━━━ Dataset records
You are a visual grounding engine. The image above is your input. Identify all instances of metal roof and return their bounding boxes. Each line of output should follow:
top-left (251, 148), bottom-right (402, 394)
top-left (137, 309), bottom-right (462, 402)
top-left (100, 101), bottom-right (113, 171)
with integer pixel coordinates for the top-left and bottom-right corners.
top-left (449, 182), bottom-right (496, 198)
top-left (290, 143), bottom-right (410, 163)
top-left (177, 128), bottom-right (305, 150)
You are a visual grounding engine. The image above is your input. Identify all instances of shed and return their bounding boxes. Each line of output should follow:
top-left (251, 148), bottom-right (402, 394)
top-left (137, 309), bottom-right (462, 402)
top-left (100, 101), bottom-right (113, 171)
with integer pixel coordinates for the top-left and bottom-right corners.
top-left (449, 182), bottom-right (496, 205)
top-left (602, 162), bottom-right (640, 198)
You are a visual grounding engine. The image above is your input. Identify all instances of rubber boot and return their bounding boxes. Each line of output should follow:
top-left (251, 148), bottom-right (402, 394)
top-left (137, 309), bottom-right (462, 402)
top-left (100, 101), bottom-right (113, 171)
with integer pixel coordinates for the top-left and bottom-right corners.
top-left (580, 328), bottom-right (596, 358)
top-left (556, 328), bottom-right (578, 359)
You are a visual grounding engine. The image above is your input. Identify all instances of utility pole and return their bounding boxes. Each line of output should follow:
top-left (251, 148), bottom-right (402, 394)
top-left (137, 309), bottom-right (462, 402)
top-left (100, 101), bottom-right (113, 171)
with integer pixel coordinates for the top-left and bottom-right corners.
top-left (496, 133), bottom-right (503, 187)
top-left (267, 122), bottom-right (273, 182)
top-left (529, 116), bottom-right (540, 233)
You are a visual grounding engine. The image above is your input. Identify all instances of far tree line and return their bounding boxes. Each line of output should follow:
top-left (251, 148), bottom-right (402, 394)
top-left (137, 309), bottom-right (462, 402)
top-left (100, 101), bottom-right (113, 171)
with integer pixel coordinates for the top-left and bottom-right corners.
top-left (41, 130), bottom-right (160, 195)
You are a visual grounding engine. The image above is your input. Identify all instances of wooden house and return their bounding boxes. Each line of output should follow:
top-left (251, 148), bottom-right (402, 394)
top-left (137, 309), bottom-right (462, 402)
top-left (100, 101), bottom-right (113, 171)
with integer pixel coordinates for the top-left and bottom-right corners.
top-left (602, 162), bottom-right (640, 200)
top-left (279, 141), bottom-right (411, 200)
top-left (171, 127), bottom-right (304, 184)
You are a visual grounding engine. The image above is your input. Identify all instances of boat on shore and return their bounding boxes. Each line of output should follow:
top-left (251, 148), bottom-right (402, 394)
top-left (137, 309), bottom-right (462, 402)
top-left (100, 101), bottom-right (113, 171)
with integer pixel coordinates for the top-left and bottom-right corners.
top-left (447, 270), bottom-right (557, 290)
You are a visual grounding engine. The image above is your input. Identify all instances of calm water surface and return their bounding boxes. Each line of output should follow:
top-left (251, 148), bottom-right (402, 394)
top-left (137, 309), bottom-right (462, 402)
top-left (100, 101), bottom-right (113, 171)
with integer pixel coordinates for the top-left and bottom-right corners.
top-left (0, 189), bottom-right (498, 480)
━━━━━━
◆ Instructions to follow
Could you reproduce the part that opens with the line containing "instances of wooden" and closes with the line containing "top-left (171, 127), bottom-right (304, 184)", both ends included, and shift every coordinate in the answers by -10? Keep the requests and their format samples unchanged.

◆ Answer to this exercise
You are a visual grounding engine. The image above is your input. Identify all instances of wooden house and return their bounding boxes. Each line of output should follow:
top-left (251, 148), bottom-right (402, 394)
top-left (137, 309), bottom-right (462, 402)
top-left (100, 101), bottom-right (113, 171)
with integer pixel coordinates for the top-left and bottom-right corners.
top-left (592, 152), bottom-right (630, 190)
top-left (269, 131), bottom-right (401, 190)
top-left (161, 117), bottom-right (294, 174)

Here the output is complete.